Point-per-instance localization data:

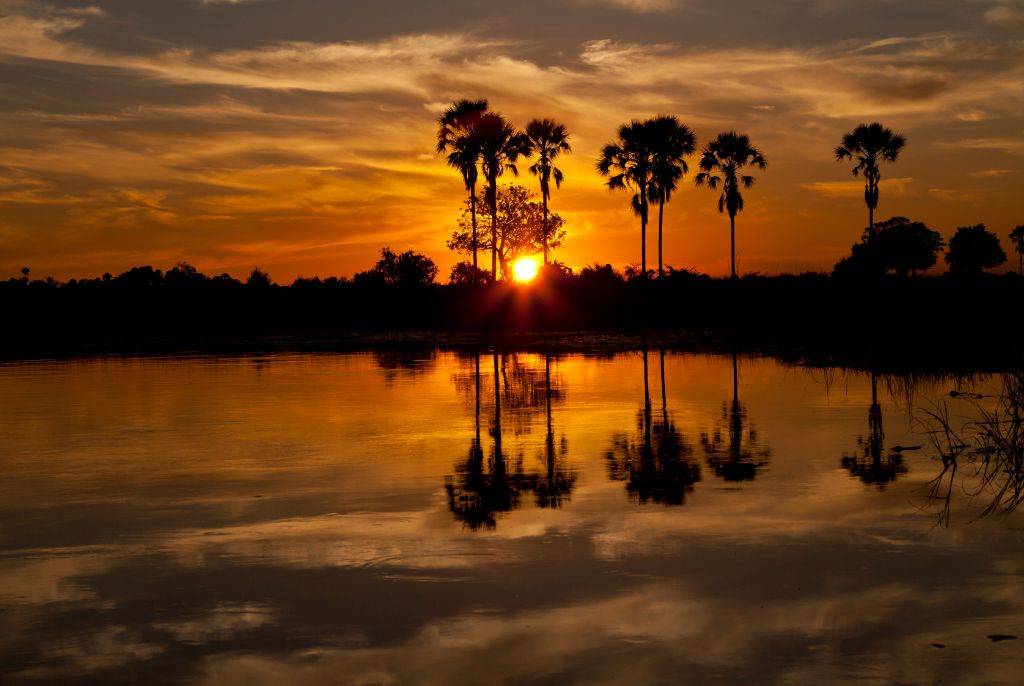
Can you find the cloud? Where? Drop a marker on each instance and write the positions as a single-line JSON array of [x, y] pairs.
[[855, 188]]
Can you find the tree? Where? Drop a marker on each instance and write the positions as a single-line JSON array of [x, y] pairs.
[[869, 144], [519, 229], [258, 279], [1017, 236], [458, 136], [549, 139], [464, 273], [628, 162], [974, 249], [672, 142], [721, 164], [403, 269], [897, 245], [501, 146]]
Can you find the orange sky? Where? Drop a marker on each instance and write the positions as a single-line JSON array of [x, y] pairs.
[[297, 135]]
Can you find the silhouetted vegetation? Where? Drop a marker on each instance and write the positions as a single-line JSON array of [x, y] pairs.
[[974, 249], [869, 462], [980, 447], [868, 145]]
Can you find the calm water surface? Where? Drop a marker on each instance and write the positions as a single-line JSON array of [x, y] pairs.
[[446, 518]]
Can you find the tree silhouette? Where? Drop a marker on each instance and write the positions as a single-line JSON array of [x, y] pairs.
[[406, 269], [628, 162], [974, 249], [458, 136], [736, 456], [1017, 236], [655, 463], [501, 146], [868, 145], [520, 225], [548, 139], [672, 142], [866, 462], [896, 245], [721, 164]]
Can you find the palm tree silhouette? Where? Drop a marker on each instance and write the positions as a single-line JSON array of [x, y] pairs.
[[1017, 236], [628, 162], [869, 144], [501, 146], [549, 139], [721, 164], [458, 136], [672, 141]]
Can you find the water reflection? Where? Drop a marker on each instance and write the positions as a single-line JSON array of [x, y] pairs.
[[555, 487], [295, 524], [869, 462], [733, 451], [655, 460], [982, 435]]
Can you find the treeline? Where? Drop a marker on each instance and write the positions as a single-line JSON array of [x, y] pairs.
[[145, 309]]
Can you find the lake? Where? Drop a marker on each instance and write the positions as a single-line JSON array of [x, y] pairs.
[[415, 516]]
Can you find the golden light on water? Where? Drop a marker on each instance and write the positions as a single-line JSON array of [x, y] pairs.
[[525, 269]]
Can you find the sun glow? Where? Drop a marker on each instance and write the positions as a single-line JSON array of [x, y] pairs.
[[525, 269]]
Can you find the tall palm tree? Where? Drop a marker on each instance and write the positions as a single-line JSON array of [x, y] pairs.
[[549, 139], [672, 141], [1017, 236], [870, 144], [501, 146], [628, 162], [722, 164], [457, 135]]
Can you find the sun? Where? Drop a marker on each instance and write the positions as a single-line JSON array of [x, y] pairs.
[[525, 269]]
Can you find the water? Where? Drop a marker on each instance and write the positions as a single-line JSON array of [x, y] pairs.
[[331, 519]]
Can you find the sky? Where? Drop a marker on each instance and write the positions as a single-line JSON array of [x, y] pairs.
[[298, 135]]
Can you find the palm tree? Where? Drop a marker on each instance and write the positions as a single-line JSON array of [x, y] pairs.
[[628, 162], [672, 141], [1017, 236], [869, 144], [501, 146], [458, 137], [721, 164], [549, 139]]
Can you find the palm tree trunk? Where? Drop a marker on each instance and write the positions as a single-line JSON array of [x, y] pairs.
[[732, 243], [646, 394], [660, 219], [643, 231], [544, 202], [472, 211], [494, 231]]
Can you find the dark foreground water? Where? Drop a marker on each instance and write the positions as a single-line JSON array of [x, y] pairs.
[[446, 518]]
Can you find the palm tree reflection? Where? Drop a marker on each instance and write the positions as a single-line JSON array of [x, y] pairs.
[[732, 448], [556, 486], [655, 462], [482, 486], [866, 462]]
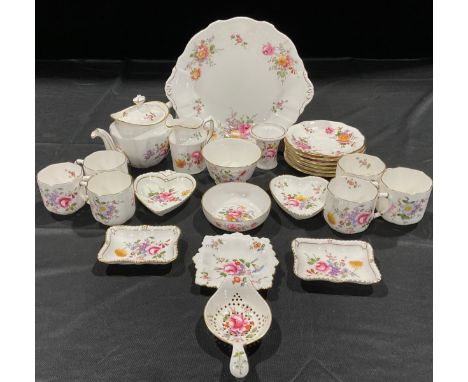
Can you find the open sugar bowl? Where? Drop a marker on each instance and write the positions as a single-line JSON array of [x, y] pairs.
[[236, 206]]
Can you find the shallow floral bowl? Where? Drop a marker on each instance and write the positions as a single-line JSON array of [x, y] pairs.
[[164, 191], [337, 261], [236, 206], [300, 197], [235, 256], [231, 159], [142, 244], [237, 315]]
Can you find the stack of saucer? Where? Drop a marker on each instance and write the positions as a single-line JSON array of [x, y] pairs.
[[315, 147]]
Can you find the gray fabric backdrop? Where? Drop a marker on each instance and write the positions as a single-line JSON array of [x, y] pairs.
[[127, 323]]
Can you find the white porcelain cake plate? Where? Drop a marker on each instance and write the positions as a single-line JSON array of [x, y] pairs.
[[324, 138], [140, 245], [237, 315], [164, 191], [241, 72], [335, 260], [238, 256], [300, 197]]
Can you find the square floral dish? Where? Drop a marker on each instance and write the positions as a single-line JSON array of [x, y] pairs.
[[236, 256], [337, 261], [142, 244], [300, 197]]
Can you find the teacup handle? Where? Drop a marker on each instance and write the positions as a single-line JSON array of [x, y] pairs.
[[83, 188], [210, 129], [239, 364], [384, 195]]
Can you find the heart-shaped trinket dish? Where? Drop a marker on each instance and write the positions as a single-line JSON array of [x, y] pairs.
[[300, 197], [142, 244], [164, 191], [337, 261]]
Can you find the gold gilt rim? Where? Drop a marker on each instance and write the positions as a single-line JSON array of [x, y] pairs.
[[327, 166], [308, 171], [322, 156]]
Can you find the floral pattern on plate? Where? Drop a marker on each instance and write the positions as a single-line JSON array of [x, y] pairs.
[[140, 245], [238, 213], [335, 260], [158, 151], [406, 209], [202, 54], [235, 256], [59, 201], [105, 210], [349, 219], [280, 60]]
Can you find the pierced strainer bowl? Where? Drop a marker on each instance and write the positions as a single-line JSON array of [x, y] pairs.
[[238, 315]]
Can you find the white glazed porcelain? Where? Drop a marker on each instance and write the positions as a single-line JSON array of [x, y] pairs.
[[240, 71], [235, 256], [350, 204], [408, 194], [336, 261], [164, 191], [142, 244], [302, 197], [237, 315], [231, 160], [59, 185], [187, 139], [146, 150], [268, 138], [363, 166], [141, 118], [325, 138], [111, 197], [102, 161], [236, 206]]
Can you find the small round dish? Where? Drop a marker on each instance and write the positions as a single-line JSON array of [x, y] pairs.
[[231, 159], [236, 206]]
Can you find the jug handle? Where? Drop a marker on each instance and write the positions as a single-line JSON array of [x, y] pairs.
[[210, 129], [109, 143]]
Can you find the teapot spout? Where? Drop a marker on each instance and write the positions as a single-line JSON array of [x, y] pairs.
[[109, 143]]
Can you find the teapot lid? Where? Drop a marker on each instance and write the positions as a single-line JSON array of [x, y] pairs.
[[142, 113]]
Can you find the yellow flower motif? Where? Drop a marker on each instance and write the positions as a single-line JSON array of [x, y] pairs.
[[120, 252], [331, 218], [356, 264]]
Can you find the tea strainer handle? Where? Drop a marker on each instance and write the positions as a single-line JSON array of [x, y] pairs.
[[239, 364]]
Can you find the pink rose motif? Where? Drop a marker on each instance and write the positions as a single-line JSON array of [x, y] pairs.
[[234, 215], [244, 129], [233, 227], [362, 218], [322, 266], [234, 268], [237, 322], [270, 153], [64, 201], [197, 157], [292, 203], [268, 49], [153, 250], [167, 196]]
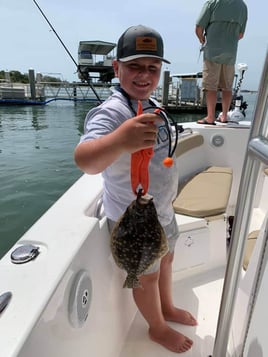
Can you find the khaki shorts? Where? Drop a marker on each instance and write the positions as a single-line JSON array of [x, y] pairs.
[[217, 76], [172, 234]]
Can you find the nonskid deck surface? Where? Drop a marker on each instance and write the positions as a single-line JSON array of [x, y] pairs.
[[201, 296]]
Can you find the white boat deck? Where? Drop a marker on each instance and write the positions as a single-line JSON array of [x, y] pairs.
[[194, 294]]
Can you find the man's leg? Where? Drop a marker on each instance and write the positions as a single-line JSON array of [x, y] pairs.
[[226, 103]]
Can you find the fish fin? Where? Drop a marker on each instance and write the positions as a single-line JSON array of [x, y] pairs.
[[132, 281]]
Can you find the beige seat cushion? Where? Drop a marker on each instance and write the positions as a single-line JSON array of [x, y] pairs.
[[206, 194], [250, 244]]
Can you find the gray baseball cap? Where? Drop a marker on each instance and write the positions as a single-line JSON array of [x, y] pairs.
[[140, 41]]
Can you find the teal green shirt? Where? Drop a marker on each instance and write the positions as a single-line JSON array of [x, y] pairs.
[[222, 21]]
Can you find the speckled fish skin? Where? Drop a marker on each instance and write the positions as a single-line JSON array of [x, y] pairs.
[[138, 240]]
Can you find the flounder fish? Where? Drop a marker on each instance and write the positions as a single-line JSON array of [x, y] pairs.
[[138, 239]]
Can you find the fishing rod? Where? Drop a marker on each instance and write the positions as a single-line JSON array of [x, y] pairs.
[[66, 49]]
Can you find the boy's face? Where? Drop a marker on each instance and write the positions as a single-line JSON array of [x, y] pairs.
[[139, 77]]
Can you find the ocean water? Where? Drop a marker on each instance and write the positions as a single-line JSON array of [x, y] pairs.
[[36, 160]]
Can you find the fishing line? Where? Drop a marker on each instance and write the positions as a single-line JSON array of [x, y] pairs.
[[66, 49]]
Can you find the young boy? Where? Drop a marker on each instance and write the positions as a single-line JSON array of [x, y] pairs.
[[113, 131]]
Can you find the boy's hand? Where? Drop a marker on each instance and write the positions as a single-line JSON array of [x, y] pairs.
[[139, 132]]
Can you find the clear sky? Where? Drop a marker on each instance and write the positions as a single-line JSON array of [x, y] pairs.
[[28, 42]]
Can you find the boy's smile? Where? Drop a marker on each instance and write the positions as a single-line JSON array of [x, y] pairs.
[[139, 77]]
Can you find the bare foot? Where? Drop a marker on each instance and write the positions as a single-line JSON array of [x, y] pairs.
[[181, 316], [171, 339]]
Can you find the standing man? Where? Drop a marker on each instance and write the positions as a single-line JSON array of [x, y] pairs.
[[219, 27]]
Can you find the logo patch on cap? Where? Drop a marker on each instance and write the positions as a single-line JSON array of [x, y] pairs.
[[146, 44]]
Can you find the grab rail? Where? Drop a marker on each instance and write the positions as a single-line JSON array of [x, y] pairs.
[[257, 152]]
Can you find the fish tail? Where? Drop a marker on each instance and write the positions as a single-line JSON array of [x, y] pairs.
[[132, 281]]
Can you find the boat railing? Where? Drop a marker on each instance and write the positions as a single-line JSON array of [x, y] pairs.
[[257, 154]]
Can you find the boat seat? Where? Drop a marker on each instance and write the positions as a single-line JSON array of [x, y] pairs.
[[206, 194], [250, 244]]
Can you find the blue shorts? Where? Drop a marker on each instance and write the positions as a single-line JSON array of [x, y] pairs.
[[172, 234]]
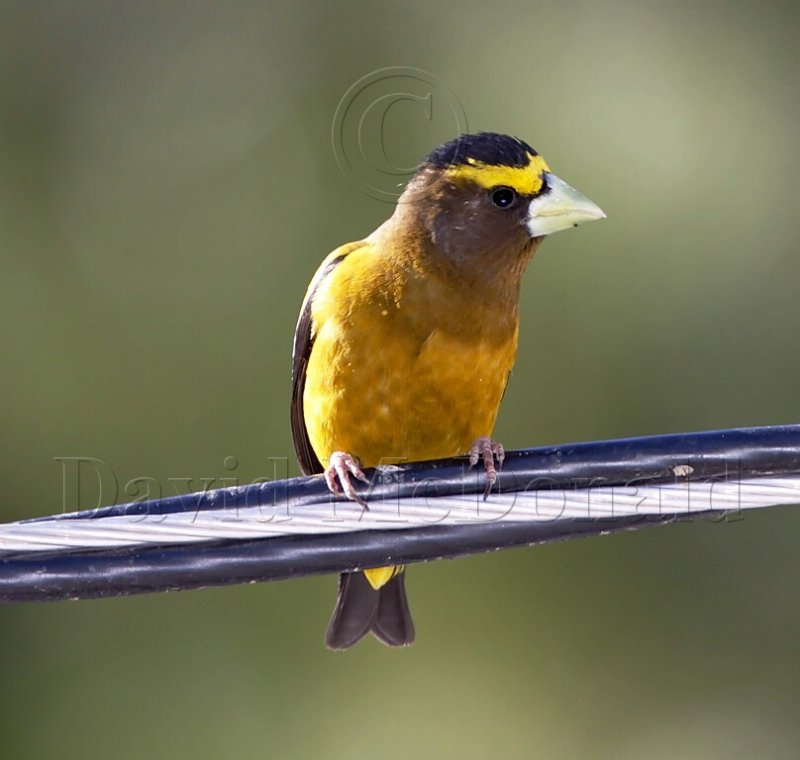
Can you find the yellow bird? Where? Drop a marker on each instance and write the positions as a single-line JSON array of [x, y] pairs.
[[406, 338]]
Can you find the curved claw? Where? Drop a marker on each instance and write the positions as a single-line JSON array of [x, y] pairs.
[[488, 450], [341, 466]]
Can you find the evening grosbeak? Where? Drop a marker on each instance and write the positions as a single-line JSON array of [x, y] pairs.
[[406, 338]]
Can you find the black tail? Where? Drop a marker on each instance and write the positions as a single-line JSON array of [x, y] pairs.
[[361, 609]]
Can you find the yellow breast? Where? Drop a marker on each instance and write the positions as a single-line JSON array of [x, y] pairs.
[[401, 367]]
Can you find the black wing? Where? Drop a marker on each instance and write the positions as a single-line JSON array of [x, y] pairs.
[[303, 343]]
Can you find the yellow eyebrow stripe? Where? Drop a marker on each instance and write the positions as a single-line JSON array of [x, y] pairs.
[[526, 180]]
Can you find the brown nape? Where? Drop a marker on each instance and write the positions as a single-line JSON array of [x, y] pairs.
[[464, 235]]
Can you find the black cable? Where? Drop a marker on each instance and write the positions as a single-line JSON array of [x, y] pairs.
[[725, 455]]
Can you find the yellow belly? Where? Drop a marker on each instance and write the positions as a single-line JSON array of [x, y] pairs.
[[390, 384]]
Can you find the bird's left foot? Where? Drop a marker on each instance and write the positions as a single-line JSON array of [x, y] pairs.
[[488, 450]]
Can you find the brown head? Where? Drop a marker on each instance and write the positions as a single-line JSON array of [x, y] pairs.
[[479, 205]]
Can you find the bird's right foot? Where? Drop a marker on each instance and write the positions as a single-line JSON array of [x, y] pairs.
[[341, 466]]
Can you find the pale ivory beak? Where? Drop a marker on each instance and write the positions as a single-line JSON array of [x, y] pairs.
[[560, 208]]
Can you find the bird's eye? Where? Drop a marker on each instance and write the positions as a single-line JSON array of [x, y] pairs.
[[503, 197]]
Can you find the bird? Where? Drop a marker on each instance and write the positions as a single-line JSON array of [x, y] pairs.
[[407, 337]]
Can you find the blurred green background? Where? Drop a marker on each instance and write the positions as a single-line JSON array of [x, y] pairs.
[[168, 187]]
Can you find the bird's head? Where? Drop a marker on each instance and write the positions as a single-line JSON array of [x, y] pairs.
[[490, 197]]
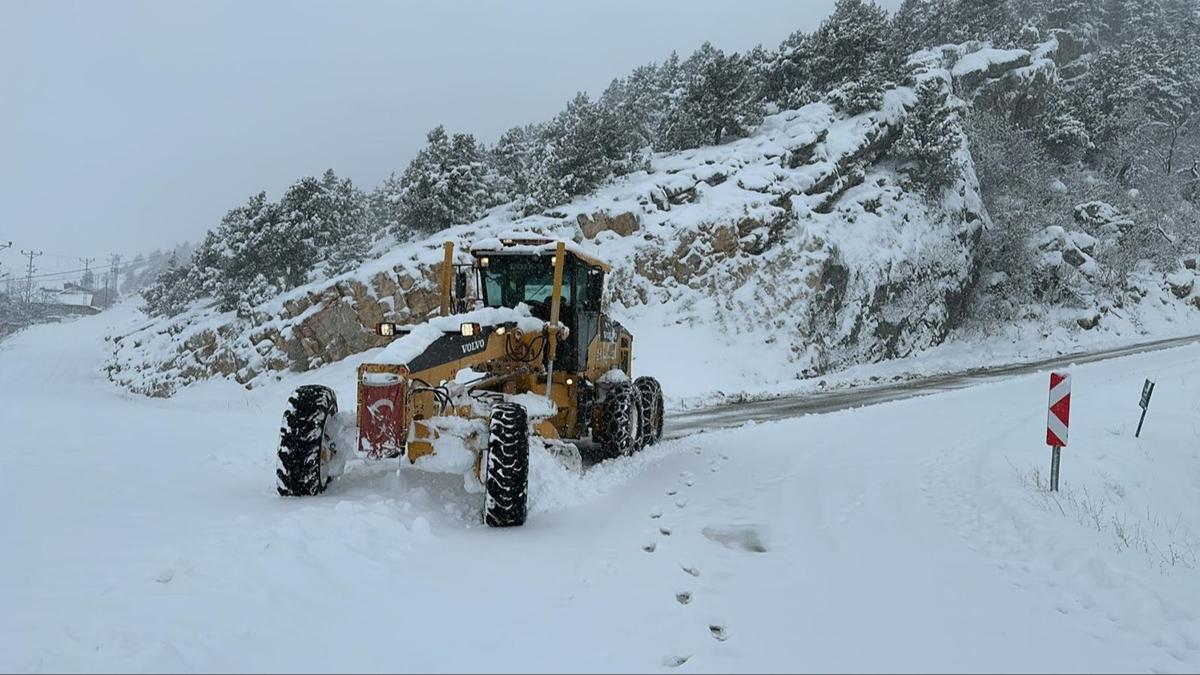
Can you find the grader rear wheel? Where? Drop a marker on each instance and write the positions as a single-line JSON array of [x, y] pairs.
[[651, 393], [621, 420]]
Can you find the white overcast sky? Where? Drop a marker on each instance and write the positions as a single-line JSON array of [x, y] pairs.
[[127, 126]]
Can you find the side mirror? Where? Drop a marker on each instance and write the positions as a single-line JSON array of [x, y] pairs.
[[460, 285], [594, 291]]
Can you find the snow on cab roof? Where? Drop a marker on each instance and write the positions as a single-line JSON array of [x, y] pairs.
[[532, 243], [412, 345]]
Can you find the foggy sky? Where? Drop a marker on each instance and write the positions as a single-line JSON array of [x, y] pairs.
[[127, 126]]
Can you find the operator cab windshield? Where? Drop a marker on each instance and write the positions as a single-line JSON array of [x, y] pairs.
[[510, 280]]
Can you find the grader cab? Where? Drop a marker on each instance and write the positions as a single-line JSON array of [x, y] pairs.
[[521, 358]]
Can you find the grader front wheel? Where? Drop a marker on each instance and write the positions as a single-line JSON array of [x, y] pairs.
[[507, 466], [306, 446]]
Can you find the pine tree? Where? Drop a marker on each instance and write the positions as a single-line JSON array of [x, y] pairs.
[[447, 183], [859, 95], [849, 42], [257, 242], [989, 21], [720, 99], [786, 79], [930, 139], [585, 150], [1084, 18]]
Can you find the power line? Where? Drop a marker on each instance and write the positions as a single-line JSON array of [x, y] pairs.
[[29, 274], [123, 268]]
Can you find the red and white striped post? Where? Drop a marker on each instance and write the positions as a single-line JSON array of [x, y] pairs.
[[1057, 422]]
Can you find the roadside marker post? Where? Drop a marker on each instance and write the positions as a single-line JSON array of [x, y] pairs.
[[1057, 422], [1147, 390]]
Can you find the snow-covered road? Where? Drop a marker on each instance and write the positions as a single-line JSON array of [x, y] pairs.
[[145, 535]]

**Problem to work on**
Nothing should appear in the answer except the lines from the one with "Can you find the grader front" through the final line of the records, written exactly.

**Finished exercise**
Can you find the grader front wheel? Where? Drop a marker on each instance and write the positions as a single-line JSON array of [x, y] pairs.
[[507, 466], [306, 446]]
Can you find the pine tree? Where? Drop a marker on each instance and write the positions as a single-line JSON array of [x, y] pairs.
[[447, 183], [859, 95], [849, 42], [257, 242], [989, 21], [720, 99], [786, 79], [930, 139], [585, 150], [1084, 18]]
Can you find the power line? Where? Drop a marker on each instance and write the positions as a single-line JSON array of [x, y] pairs.
[[29, 274], [123, 268]]
Can you find the red and white striped post? Where? Drop a marker on each instance and write the positions as a single-line JSON array of [x, y] pairs.
[[1057, 422]]
Can you find the roadside marker post? Where? Drop a marker on each instance and write the positions as a single-line JSON array of [x, y] pairs.
[[1057, 422], [1147, 390]]
Can you find the snow-covered road? Where? Drop a marker on each instance and write the positions as a single-line JSON array of [x, y] pairs.
[[145, 535]]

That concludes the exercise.